- [MATERIAL SUPPLIED]:
- - - - -

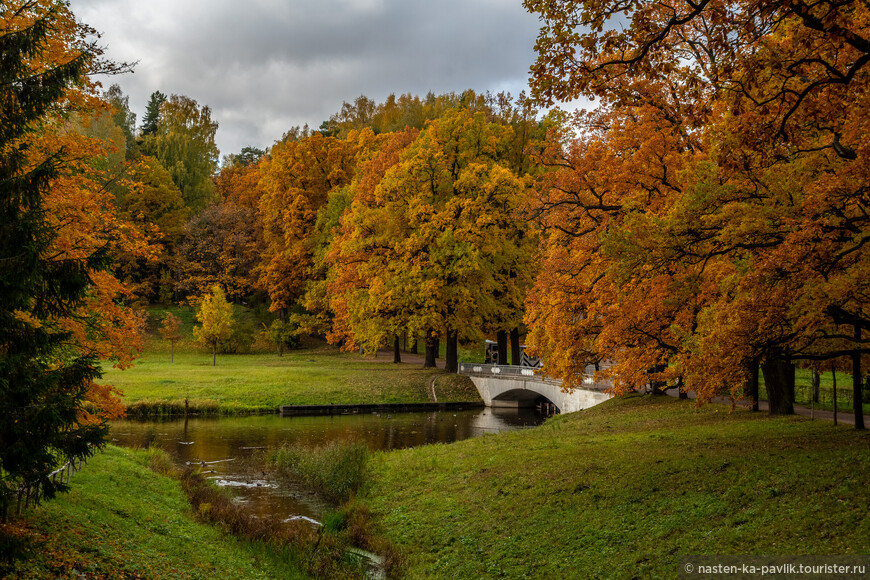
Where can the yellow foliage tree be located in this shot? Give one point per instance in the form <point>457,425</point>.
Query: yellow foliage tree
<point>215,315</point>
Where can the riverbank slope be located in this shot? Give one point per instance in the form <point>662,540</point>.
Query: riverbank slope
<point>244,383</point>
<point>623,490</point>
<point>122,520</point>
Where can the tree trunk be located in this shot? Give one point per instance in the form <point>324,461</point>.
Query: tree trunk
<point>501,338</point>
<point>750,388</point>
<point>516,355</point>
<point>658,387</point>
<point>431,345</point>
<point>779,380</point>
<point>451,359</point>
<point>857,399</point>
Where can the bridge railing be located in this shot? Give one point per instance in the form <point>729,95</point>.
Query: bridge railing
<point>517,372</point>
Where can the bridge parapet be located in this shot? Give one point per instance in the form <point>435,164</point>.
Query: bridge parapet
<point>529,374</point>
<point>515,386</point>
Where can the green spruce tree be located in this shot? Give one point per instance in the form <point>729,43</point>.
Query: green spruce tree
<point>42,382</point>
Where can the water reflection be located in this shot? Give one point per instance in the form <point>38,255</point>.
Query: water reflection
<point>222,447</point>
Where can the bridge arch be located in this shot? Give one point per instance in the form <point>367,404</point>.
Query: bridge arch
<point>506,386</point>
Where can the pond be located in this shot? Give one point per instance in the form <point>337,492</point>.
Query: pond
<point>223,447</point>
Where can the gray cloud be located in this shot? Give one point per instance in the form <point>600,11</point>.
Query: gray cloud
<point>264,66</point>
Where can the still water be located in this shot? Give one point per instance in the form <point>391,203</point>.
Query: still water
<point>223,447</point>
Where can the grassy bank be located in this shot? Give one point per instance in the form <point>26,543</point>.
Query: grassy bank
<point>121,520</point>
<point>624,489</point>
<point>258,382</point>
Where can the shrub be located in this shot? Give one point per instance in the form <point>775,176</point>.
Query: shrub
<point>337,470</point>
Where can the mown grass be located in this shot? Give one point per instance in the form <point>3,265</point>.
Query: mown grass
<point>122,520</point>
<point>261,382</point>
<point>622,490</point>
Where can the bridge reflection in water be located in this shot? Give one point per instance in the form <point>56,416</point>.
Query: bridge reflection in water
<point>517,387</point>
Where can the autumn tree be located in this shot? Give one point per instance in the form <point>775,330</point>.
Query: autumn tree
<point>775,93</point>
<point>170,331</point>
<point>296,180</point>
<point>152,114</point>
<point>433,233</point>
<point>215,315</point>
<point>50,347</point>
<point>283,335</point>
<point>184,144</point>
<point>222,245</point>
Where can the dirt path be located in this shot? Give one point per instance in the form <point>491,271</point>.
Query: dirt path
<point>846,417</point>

- - - - -

- [DIRECTION]: Format the lines above as a Markdown table with the columns Row and Line, starting at the line containing "Where can the tree" and ending with the line containing "<point>222,447</point>", both included. Number each row in order and leave out blank lines.

- [TASK RESPONSE]:
| Row | Line |
|---|---|
| 1 | Where can the tree trunk be located in this shot? Give one point per instance in the form <point>324,461</point>. |
| 2 | Query: tree trunk |
| 3 | <point>501,338</point> |
| 4 | <point>750,388</point> |
| 5 | <point>516,355</point> |
| 6 | <point>658,387</point> |
| 7 | <point>431,345</point> |
| 8 | <point>779,380</point> |
| 9 | <point>451,359</point> |
| 10 | <point>857,399</point> |
| 11 | Where can the bridge railing be located in this shot? Give one point per instance in the form <point>729,95</point>. |
| 12 | Query: bridge railing |
| 13 | <point>517,372</point> |
| 14 | Where can the bridge parapet be located in this shot? Give one point per instance in the form <point>435,164</point>. |
| 15 | Query: bridge parapet |
| 16 | <point>529,374</point> |
| 17 | <point>515,386</point> |
| 18 | Where can the green spruce tree be located in this shot? Give one point per instance in the form <point>729,43</point>. |
| 19 | Query: green spruce tree |
| 20 | <point>42,382</point> |
| 21 | Where can the water reflection be located in this shot? Give one point per instance in the form <point>38,255</point>. |
| 22 | Query: water reflection |
| 23 | <point>222,447</point> |